Copy the items below, substituting "coarse mask" for every occurrence of "rough mask" and leaving everything else unchanged.

* Supplied material
════════════════

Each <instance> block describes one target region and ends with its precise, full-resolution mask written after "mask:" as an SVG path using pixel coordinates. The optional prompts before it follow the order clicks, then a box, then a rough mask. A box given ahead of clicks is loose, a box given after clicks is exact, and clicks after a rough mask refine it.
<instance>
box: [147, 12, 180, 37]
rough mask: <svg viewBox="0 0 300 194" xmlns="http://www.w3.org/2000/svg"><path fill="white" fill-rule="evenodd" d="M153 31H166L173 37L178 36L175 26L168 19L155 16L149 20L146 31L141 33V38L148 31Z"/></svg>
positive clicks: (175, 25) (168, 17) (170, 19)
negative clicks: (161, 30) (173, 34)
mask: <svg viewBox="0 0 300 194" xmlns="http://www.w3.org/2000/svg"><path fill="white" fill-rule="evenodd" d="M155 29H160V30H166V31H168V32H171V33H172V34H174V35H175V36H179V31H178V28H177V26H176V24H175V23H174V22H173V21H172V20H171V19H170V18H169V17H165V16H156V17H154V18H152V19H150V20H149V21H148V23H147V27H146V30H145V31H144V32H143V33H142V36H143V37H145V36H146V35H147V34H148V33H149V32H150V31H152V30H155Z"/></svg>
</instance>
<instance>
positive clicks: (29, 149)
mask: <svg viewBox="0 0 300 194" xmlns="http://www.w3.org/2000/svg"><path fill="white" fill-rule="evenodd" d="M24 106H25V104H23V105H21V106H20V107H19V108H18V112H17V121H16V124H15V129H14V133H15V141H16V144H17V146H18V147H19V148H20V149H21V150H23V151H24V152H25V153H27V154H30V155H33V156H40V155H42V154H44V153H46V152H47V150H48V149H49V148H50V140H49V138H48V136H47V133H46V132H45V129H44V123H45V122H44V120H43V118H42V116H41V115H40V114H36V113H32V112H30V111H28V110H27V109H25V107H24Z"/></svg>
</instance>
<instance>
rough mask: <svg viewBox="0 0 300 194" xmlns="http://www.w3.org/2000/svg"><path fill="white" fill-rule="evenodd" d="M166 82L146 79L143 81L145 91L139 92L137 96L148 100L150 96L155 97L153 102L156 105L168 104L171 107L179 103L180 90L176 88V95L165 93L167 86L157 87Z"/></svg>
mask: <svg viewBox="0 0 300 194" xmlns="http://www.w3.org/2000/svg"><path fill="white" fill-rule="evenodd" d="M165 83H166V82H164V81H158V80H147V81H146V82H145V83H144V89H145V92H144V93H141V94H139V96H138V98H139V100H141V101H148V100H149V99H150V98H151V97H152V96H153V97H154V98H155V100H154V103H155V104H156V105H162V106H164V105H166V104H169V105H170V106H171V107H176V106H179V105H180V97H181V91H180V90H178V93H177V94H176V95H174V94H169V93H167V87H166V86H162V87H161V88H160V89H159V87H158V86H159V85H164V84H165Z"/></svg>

════════════════

* Output below
Each <instance> block describes one target region and ends with its precise, full-resolution mask written after "mask:" as an SVG path using pixel coordinates. The optional prompts before it follow the order clicks, then a box, then a coarse mask. A box given ahead of clicks is loose, a box given after clicks is exact, and clicks after a coarse mask refine it.
<instance>
box: [147, 12, 180, 37]
coarse mask: <svg viewBox="0 0 300 194" xmlns="http://www.w3.org/2000/svg"><path fill="white" fill-rule="evenodd" d="M153 31H166L173 37L178 36L175 26L168 19L155 16L149 20L146 31L141 33V38L148 31Z"/></svg>
positive clicks: (175, 25) (168, 17) (170, 19)
negative clicks: (161, 30) (173, 34)
mask: <svg viewBox="0 0 300 194" xmlns="http://www.w3.org/2000/svg"><path fill="white" fill-rule="evenodd" d="M155 29H160V30H166V31H168V32H171V33H172V34H174V35H175V36H179V31H178V28H177V26H176V24H175V23H174V22H173V21H172V20H171V19H170V18H169V17H165V16H156V17H154V18H152V19H150V20H149V21H148V23H147V27H146V30H145V31H144V32H143V33H142V36H143V37H145V36H146V35H147V34H148V33H149V32H150V31H152V30H155Z"/></svg>
</instance>
<instance>
positive clicks: (29, 149)
mask: <svg viewBox="0 0 300 194" xmlns="http://www.w3.org/2000/svg"><path fill="white" fill-rule="evenodd" d="M24 106H25V104H23V105H21V106H20V107H19V108H18V112H17V121H16V124H15V129H14V133H15V141H16V144H17V146H18V147H19V148H20V149H21V150H23V151H24V152H25V153H27V154H30V155H33V156H40V155H42V154H44V153H46V152H47V150H48V149H49V148H50V140H49V138H48V136H47V133H46V132H45V129H44V123H45V122H44V120H43V118H42V116H41V115H40V114H36V113H32V112H30V111H28V110H27V109H25V107H24Z"/></svg>
</instance>
<instance>
coarse mask: <svg viewBox="0 0 300 194" xmlns="http://www.w3.org/2000/svg"><path fill="white" fill-rule="evenodd" d="M166 82L146 79L143 81L145 91L139 92L137 96L148 100L150 96L155 97L153 102L156 105L168 104L171 107L179 103L180 90L176 88V95L165 93L167 86L157 87Z"/></svg>
mask: <svg viewBox="0 0 300 194" xmlns="http://www.w3.org/2000/svg"><path fill="white" fill-rule="evenodd" d="M165 83H166V82H164V81H158V80H147V81H146V82H145V83H144V89H145V92H144V93H141V94H139V96H138V98H139V100H141V101H148V100H149V99H150V98H151V97H152V96H153V97H154V98H155V100H154V103H155V104H156V105H162V106H164V105H166V104H169V105H170V106H171V107H176V106H179V105H180V97H181V91H180V90H178V93H177V94H176V95H174V94H169V93H167V87H166V86H162V87H161V88H160V89H159V87H158V86H159V85H164V84H165Z"/></svg>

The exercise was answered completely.